If you're God, you get to call do-overs and mean it.
Isaiah's prophecy foretells a re-created universe in which the wrongs and failings of this existence are no more. In Revelation, John's vision of a new heaven and a new earth will draw on the language Isaiah uses here, and Christianity's view of what's sometimes called the "Peaceable Kingdom" that Jesus will inaugurate with his Second Coming also relies on these images.
Much of the passage is taken up with descriptions of life in this new existence. An exiled people would have been encouraged by the idea that they would build and live in their own homes rather than a foreign land. Folks who were too often prey to disease and death at young ages, and who watched a significant number of children die before they were five, would probably rejoice at the idea of long and healthy lives.
But when I was reading it the other day, something caught my eye that actually wasn't there. My tendency has always been to see the re-creation of the universe has happening the same way the original creation happened: From nothing, and more or less in a blink of an eye at a word from God. That's the way God made the universe in Genesis. The words that describe things before God began to work talk about chaos and nothingness, and from them God brought order and life.
God may do the very same thing when he re-creates the heavens and the earth -- make a brand-new cosmos from chaos and nothingness. But nothing about what God says here through Isaiah says that he will, which means that he might re-create it a different way also. When I started thinking about different ways to make a new heavens and a new earth, I wondered when God might start that re-creation process. And it hit me that he might already have.
We say creation "fell" when the first man and the first woman sinned in the garden. Sin and death entered the world, and became a part of it where they had not been before. What if God's plan of re-creation began even then? Remember God told them that from their seed would come redemption, and that one of their descendants would "bruise the head" of the serpent that had tempted and deceived them.
And then remember the strand of history that follows. Starting with Abraham, God chose a people with whom he would be in covenant. That people grew through Abraham's descendants, until by the time of Jacob they numbered twelve full tribes. Those tribes escaped a famine by living in Egypt, and then their descendants escaped slavery in Egypt and reclaimed their land, led by God working through Moses and Joshua.
When the people clamored for a king, God gave them one, and eventually David became a king through whom God made another covenant, proclaiming that one of his descendants would sit on the throne of Israel forever. Through exile and return, the culture of the Hebrews was shaped in a particular way, and that was the culture into which Christ was born, the culture which shaped him and the church he created.
It seems possible to me that, no matter what God does on that final day of judgment in making a new cosmos, that part of his recreation is tied up in the redemption of the cosmos that already exists. The final transformation is something that probably on God can conceive of or enact, but in the meantime he has been transforming this world that is, especially the hearts and minds of the people that live in it.
You and I are a part of God's creation -- when God redeems us and when God's grace heals our broken relationship with him, we are re-created and made new. Not all at once -- based on my own experience, anyway -- but what our sin made impossible our redemption makes reality. Our redemption makes a little piece of the heavens and the earth new.
The final act of re-creation is God's. Isaiah describes the wolf and the lamb eating together. Only God is going to make that happen; no matter how much we try to tame a wolf, if it's hungry and there happens to be a lamb nearby, only one of those two is going to eat. In the meantime we are enlisted to help it move forward. Our own re-creation happens not simply for our sakes, but so that we can spread it around. We have known the love and redemption of God, and now we share that with those around us.
We have been made new, and now God calls us to be a part of making other things new as well.

-- Stored items from a collection --

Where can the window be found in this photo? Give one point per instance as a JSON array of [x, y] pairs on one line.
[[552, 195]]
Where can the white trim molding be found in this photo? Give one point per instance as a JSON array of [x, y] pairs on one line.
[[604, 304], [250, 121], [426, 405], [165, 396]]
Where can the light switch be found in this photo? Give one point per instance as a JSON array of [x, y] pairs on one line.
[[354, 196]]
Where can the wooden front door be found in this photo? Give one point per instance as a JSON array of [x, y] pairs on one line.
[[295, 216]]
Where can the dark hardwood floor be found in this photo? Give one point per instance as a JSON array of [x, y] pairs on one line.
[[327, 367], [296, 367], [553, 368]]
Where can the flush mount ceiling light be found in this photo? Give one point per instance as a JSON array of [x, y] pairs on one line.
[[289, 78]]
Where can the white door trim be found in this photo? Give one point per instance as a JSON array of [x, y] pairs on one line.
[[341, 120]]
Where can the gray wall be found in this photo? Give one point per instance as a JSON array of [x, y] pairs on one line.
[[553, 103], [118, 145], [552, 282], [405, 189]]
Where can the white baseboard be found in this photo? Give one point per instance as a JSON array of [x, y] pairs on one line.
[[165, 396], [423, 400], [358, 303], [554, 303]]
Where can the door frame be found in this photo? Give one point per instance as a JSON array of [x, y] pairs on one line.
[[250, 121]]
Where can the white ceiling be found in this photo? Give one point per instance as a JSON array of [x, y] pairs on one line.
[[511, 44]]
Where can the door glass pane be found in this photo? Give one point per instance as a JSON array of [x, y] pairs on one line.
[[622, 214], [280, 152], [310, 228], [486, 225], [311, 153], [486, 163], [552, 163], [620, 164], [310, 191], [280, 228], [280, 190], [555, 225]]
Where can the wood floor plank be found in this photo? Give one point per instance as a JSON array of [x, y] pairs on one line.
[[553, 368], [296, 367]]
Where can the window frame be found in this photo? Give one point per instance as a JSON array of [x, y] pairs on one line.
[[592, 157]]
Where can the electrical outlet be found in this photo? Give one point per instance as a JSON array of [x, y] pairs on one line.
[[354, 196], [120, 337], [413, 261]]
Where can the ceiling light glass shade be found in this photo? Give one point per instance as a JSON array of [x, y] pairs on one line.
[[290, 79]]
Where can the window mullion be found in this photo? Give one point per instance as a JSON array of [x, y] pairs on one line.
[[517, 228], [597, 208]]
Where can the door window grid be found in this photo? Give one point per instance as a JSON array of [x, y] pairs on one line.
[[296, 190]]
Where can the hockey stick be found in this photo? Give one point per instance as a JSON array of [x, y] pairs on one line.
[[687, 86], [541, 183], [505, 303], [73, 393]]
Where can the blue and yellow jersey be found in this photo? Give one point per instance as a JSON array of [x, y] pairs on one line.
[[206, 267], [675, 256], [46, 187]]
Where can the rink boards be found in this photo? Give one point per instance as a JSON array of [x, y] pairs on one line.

-- Tasks to perform --
1 - In the reflection on Isaiah above, print the passage that begins at the words "God may do the" and stops after "and deceived them.".
2 - Answer these questions from the reflection on Isaiah:
(a) In Revelation, whose vision of a new heaven and a new earth draws on Isaiah's language?
(b) How many tribes had Abraham's descendants become by the time of Jacob?
(c) Which two animals does Isaiah describe eating together?

-- Answers by item --
1 -
God may do the very same thing when he re-creates the heavens and the earth -- make a brand-new cosmos from chaos and nothingness. But nothing about what God says here through Isaiah says that he will, which means that he might re-create it a different way also. When I started thinking about different ways to make a new heavens and a new earth, I wondered when God might start that re-creation process. And it hit me that he might already have.
We say creation "fell" when the first man and the first woman sinned in the garden. Sin and death entered the world, and became a part of it where they had not been before. What if God's plan of re-creation began even then? Remember God told them that from their seed would come redemption, and that one of their descendants would "bruise the head" of the serpent that had tempted and deceived them.

2 -
(a) John's
(b) Twelve
(c) The wolf and the lamb